> _Activity_
All of the entries below, duplicated exactly, make up the answer.

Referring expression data
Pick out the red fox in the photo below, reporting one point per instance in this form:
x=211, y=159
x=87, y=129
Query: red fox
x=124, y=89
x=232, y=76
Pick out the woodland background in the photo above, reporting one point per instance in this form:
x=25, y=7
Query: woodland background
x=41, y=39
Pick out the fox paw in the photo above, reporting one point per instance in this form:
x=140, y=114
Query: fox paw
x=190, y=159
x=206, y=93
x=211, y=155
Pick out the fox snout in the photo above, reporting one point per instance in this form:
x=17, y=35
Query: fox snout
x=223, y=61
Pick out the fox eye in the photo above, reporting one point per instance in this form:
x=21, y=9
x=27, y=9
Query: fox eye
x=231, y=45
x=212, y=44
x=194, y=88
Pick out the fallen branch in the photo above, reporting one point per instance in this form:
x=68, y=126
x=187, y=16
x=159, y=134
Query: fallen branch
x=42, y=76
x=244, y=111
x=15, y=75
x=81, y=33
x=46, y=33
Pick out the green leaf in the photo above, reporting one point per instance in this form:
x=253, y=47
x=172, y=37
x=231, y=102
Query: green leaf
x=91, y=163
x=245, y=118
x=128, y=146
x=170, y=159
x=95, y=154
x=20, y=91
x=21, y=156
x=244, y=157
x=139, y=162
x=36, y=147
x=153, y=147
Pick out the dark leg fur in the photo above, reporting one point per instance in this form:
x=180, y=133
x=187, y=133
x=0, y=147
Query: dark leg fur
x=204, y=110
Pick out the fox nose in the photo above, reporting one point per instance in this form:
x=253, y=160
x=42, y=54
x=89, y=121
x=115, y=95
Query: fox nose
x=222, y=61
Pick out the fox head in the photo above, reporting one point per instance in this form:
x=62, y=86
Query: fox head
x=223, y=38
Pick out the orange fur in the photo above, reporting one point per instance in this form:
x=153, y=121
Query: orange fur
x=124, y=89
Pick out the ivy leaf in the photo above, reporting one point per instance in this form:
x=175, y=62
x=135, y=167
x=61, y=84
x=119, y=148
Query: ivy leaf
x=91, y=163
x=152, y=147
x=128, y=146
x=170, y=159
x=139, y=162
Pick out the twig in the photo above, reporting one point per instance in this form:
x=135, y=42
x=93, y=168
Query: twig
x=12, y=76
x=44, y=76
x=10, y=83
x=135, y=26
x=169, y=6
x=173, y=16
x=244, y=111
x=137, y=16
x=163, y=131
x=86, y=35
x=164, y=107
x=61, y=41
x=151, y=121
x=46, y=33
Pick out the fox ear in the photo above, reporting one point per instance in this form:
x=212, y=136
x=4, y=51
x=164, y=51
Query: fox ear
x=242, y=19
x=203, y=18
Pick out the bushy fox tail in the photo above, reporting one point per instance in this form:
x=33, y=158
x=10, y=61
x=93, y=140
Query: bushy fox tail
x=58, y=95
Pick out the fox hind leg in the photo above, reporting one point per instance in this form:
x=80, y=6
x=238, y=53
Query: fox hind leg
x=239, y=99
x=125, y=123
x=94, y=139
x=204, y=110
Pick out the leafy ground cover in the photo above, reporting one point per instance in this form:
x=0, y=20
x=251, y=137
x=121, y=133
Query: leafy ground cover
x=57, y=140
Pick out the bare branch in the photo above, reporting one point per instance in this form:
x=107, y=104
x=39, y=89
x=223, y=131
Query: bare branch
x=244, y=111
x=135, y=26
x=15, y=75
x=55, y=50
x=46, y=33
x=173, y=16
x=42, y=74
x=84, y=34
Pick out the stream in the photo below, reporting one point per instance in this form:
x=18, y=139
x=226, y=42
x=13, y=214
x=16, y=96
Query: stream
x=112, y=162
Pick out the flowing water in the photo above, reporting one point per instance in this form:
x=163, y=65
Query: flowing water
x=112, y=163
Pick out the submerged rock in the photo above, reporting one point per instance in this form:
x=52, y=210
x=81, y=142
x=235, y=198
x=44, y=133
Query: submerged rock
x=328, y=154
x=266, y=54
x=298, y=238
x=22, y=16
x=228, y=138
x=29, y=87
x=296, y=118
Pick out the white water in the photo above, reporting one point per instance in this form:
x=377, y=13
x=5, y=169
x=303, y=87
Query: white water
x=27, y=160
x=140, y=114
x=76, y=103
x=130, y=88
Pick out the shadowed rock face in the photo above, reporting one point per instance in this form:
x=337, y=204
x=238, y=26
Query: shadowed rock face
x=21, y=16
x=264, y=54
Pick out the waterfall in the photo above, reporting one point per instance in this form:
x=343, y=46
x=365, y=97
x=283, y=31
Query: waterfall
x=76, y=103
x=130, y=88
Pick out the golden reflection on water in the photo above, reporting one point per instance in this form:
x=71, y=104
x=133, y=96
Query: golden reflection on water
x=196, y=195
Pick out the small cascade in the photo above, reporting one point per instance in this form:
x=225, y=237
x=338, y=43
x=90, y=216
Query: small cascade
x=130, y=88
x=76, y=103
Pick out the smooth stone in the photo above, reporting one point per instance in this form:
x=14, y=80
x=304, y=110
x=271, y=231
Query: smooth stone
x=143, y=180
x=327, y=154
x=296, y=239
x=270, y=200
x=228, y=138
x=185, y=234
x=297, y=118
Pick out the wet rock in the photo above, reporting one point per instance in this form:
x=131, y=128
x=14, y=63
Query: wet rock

> _Solution to this problem_
Pick out the red fox in the photo below, reporting one point per instance in this form:
x=211, y=159
x=87, y=129
Query: red fox
x=124, y=89
x=232, y=76
Pick out the woodland background in the photo above, reporting one point per instance in this form:
x=25, y=7
Query: woodland background
x=41, y=39
Pick out the fox paw in the photo above, reporting one point per instance in this form:
x=140, y=114
Query: fox paw
x=190, y=159
x=206, y=93
x=211, y=155
Pick out the fox snout in the photo above, reporting one point per instance in this form:
x=17, y=35
Query: fox snout
x=223, y=61
Pick out the fox eye in the photo above, reporting one point per instance in this form:
x=21, y=9
x=27, y=9
Query: fox eye
x=231, y=45
x=212, y=44
x=194, y=88
Pick out the fallen branch in the photo above, reporting one point per instance in this form:
x=68, y=126
x=187, y=16
x=159, y=134
Query: fallen branch
x=42, y=76
x=244, y=111
x=15, y=75
x=81, y=33
x=46, y=33
Pick out the green leaf in the photo above, reporting one point per instance in this form:
x=253, y=47
x=172, y=37
x=231, y=102
Query: green leaf
x=91, y=163
x=245, y=118
x=128, y=146
x=170, y=159
x=95, y=154
x=20, y=91
x=21, y=156
x=244, y=157
x=139, y=162
x=36, y=147
x=153, y=147
Pick out the dark leg fur in the photo above, reporting one point per instance in this form:
x=180, y=133
x=187, y=133
x=0, y=147
Query: dark leg fur
x=204, y=110
Pick out the fox nose in the photo above, reporting one point per instance in this form:
x=253, y=160
x=42, y=54
x=89, y=121
x=115, y=95
Query: fox nose
x=222, y=61
Pick out the fox head in the photo above, reporting one point per instance in this form:
x=62, y=86
Query: fox head
x=223, y=38
Pick out the orange fur in the photo above, reporting one point per instance in this form:
x=153, y=121
Query: orange fur
x=124, y=89
Pick out the ivy leaf in the photo above, reporting one point per instance in this form:
x=175, y=62
x=135, y=167
x=61, y=84
x=119, y=148
Query: ivy leaf
x=91, y=163
x=152, y=147
x=128, y=146
x=170, y=159
x=139, y=162
Pick out the twig in the photo above, reporting one point per instance in this form:
x=135, y=42
x=93, y=168
Query: twig
x=12, y=76
x=44, y=76
x=10, y=83
x=135, y=26
x=169, y=6
x=173, y=16
x=244, y=111
x=137, y=16
x=163, y=131
x=86, y=35
x=164, y=107
x=61, y=41
x=151, y=121
x=46, y=33
Pick out the fox ear in the photo above, reporting one point per instance in this form:
x=212, y=136
x=4, y=51
x=164, y=51
Query: fox ear
x=242, y=19
x=203, y=18
Pick out the bushy fox tail in the photo above, reporting one point per instance in this form:
x=33, y=158
x=10, y=61
x=93, y=140
Query: bushy fox tail
x=58, y=95
Pick out the fox hind leg in the photo above, reporting one point per instance in this form:
x=80, y=6
x=238, y=53
Query: fox hind leg
x=239, y=99
x=125, y=123
x=94, y=139
x=204, y=110
Pick out the leafy ground cover in the photo above, reporting one point per instance in this form:
x=0, y=20
x=251, y=137
x=121, y=133
Query: leafy ground cover
x=57, y=140
Pick out the bare branch in the photo above, reporting one point per instance in this form:
x=107, y=104
x=39, y=89
x=223, y=131
Query: bare branch
x=244, y=111
x=135, y=26
x=15, y=75
x=55, y=50
x=46, y=33
x=173, y=16
x=42, y=74
x=84, y=34
Pick out the stream in the photo below, reporting one point per instance in this form:
x=18, y=139
x=226, y=42
x=13, y=214
x=16, y=96
Query: stream
x=112, y=162
Pick out the flowing water in the photo above, reporting one point per instance in this form:
x=163, y=65
Query: flowing water
x=112, y=163
Pick out the submerged rock in the photo above, reporting one point per instance in this form:
x=52, y=210
x=81, y=142
x=235, y=198
x=44, y=133
Query: submerged rock
x=328, y=154
x=266, y=54
x=298, y=238
x=22, y=16
x=228, y=138
x=29, y=87
x=296, y=118
Pick out the white water in the photo above, reporting one point per instance in this form:
x=377, y=13
x=5, y=169
x=303, y=87
Query: white water
x=27, y=160
x=140, y=114
x=76, y=103
x=130, y=88
Pick out the shadowed rock face in the photo above, reporting one point per instance in this form:
x=337, y=204
x=238, y=26
Query: shadowed rock face
x=21, y=16
x=264, y=54
Pick out the waterfall in the photo above, reporting one point per instance in this form:
x=343, y=46
x=365, y=97
x=283, y=31
Query: waterfall
x=76, y=103
x=130, y=88
Pick out the golden reflection on water in the photo above, reporting one point per instance in this form:
x=71, y=104
x=133, y=96
Query: golden reflection on water
x=196, y=195
Pick out the small cascade in the photo above, reporting one point per instance in this form:
x=225, y=237
x=338, y=43
x=90, y=216
Query: small cascade
x=130, y=88
x=76, y=103
Pick out the smooth stone in the photo above, reporting one point per instance in this form:
x=14, y=80
x=304, y=110
x=271, y=231
Query: smooth stone
x=143, y=180
x=327, y=154
x=296, y=239
x=270, y=200
x=228, y=138
x=185, y=234
x=297, y=118
Pick out the wet rock in the photo above, reporting one point per instance in this form:
x=131, y=128
x=14, y=63
Query: wet rock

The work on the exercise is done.